Locations of earthquake epicenter of the 2011 Great East Japan Earthquake and major cities

Fig. 2
Fig. 2

Three severely affected prefectures of the Tohoku region, Japan; Iwate, Miyagi, and Fukushima

In Fukushima, the earthquakes and tsunamis triggered a nuclear accident at Tokyo Electric Power Company (TEPCO) Fukushima Daiichi Nuclear Power Plant. Between March 11 and 15, 2011, four of the six reactors experienced explosions, and three reactors escalated to nuclear meltdown and released radioactive materials, requiring a mandatory evacuation of the surrounding region. This crisis became the largest nuclear accident since the 1986 Chernobyl nuclear disaster, and the second accident, after Chernobyl, to measure Level 7 on the International Nuclear Event Scale.

On March 12, 2011, the Japanese government ordered mandatory evacuation of residents in the 20 km radius of the nuclear plant. As of December 2014, more than 121,000 residents are still on evacuation status [4]. Although there have been no fatalities owing to radiation exposure, safety concerns related to nuclear contamination created enormous fear, burden, and disruption to individuals, groups, communities, and local/national governments. These series of disasters were eventually named as the Great East Japan Earthquake (GEJE).

When evaluating post-disaster outcome studies, it must be noted every disaster is different in the terms of disaster type (e.g., natural, technological, manmade), location (e.g., developed vs. developing country), population (e.g., adults vs. children), intensity (life-threatening vs. non-), exposure frequency (e.g., single vs. repeated experiences), and many other medical/social/economic conditions. It is also very rare to randomize study samples or to have pre-disaster comparison [5].

Given these limitations, researches have shown a large majority of the people affected by disasters is resilient and will fully recover from their traumatic experiences [6]. A small portion of the affected individuals will result in a wide range of mental, behavioral, and physical health consequences [e.g., depression, posttraumatic stress disorder (PTSD) and other anxiety disorders, suicidal behaviors, alcohol misuse, and sleep disturbances]. Studies also have highlighted at-risk populations for adverse outcomes, such as female gender, preexisting psychiatric illnesses, presence of children in the home, secondary stressors, and low psychosocial resources [57]. Disaster workers, exposed to a variety of traumatic exposure through their work roles, are of significant concern when considering post-disaster mental health [5]. This trend was true for the Chernobyl first responders and clean-up workers as well; their depression and PTSD rates remained high two decades later [8].
+===+
### DESCRIPTION OF THE TASK
According to the passage on the Great East Japan Earthquake, how many residents were still on evacuation status as of December 2014?

### STUDY MATERIAL
+===+
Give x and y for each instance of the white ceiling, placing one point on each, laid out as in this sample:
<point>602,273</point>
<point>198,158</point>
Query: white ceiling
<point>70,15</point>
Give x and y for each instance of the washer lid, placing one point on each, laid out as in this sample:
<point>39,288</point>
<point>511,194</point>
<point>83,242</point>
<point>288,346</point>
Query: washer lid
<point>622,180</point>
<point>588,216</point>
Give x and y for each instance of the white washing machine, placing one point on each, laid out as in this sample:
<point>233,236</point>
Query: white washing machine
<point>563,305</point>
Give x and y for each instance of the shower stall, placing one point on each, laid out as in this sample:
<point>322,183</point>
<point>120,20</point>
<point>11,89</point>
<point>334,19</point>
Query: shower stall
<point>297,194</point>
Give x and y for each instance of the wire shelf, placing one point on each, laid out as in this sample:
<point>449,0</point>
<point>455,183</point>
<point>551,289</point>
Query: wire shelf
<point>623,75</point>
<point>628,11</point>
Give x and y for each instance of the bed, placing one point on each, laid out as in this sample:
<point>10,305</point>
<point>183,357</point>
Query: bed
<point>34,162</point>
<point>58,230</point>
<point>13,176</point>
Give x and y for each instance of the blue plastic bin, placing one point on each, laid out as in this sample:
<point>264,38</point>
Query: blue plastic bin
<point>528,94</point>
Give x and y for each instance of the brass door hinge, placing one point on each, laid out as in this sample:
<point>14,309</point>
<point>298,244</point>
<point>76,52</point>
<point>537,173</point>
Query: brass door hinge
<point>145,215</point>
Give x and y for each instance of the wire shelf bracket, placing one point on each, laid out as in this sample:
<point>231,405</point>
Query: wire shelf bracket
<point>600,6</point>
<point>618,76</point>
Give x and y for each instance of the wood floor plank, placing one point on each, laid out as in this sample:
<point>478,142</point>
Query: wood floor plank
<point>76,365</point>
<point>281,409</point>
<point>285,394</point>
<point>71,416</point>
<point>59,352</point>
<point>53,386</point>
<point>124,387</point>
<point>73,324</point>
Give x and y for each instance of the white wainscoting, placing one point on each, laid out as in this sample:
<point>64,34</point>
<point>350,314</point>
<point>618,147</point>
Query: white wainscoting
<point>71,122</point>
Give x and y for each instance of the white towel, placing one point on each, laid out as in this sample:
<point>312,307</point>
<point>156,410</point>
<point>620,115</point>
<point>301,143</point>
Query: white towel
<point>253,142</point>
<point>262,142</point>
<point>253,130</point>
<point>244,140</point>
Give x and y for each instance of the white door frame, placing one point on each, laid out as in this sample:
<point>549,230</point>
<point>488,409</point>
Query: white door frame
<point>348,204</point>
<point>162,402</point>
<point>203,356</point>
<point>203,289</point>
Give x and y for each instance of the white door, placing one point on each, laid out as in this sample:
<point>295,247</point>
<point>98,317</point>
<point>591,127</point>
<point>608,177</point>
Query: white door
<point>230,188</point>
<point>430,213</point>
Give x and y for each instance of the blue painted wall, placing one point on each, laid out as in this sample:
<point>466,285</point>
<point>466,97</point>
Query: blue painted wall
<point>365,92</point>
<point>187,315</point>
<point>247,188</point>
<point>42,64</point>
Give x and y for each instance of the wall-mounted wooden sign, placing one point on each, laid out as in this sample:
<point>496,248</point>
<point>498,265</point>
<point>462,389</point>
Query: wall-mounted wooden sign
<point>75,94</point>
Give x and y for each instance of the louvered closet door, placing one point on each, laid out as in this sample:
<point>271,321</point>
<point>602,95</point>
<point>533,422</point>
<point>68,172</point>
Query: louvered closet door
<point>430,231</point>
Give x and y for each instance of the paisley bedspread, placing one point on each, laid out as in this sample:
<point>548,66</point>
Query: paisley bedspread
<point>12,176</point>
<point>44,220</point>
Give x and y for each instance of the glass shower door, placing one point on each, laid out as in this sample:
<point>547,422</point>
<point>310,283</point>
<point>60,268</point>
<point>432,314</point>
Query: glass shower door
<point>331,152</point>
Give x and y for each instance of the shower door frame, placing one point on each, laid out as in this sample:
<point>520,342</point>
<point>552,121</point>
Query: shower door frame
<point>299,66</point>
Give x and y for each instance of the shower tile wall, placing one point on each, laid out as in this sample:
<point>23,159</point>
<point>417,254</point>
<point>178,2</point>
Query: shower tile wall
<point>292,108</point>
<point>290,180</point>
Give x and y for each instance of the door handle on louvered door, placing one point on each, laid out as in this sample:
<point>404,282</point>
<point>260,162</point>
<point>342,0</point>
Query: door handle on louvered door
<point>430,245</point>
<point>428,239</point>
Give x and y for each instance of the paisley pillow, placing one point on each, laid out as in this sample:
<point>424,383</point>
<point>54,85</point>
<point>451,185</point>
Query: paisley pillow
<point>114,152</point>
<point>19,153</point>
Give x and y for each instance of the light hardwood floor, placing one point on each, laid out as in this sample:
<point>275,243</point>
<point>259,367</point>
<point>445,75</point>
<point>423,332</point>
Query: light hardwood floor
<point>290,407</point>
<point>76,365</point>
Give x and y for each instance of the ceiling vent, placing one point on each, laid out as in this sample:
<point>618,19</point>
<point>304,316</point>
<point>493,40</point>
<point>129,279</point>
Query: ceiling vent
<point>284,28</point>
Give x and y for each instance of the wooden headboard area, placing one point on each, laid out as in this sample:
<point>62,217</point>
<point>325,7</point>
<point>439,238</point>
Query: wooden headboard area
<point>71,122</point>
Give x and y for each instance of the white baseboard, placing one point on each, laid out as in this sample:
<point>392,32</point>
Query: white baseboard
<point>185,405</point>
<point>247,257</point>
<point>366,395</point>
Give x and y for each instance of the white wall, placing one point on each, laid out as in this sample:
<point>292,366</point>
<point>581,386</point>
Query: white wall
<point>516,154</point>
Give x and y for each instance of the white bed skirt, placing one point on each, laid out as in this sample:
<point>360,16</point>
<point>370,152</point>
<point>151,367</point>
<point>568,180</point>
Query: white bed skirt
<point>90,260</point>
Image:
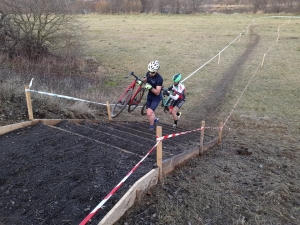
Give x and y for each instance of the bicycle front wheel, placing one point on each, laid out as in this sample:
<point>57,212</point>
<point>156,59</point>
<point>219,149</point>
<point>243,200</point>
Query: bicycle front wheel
<point>143,111</point>
<point>121,103</point>
<point>136,99</point>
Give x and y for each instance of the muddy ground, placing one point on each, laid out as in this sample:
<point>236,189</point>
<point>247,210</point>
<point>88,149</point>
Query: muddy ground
<point>252,177</point>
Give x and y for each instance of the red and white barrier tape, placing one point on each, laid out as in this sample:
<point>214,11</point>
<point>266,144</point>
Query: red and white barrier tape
<point>95,210</point>
<point>176,134</point>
+===+
### TASK ANSWER
More than 121,000 residents.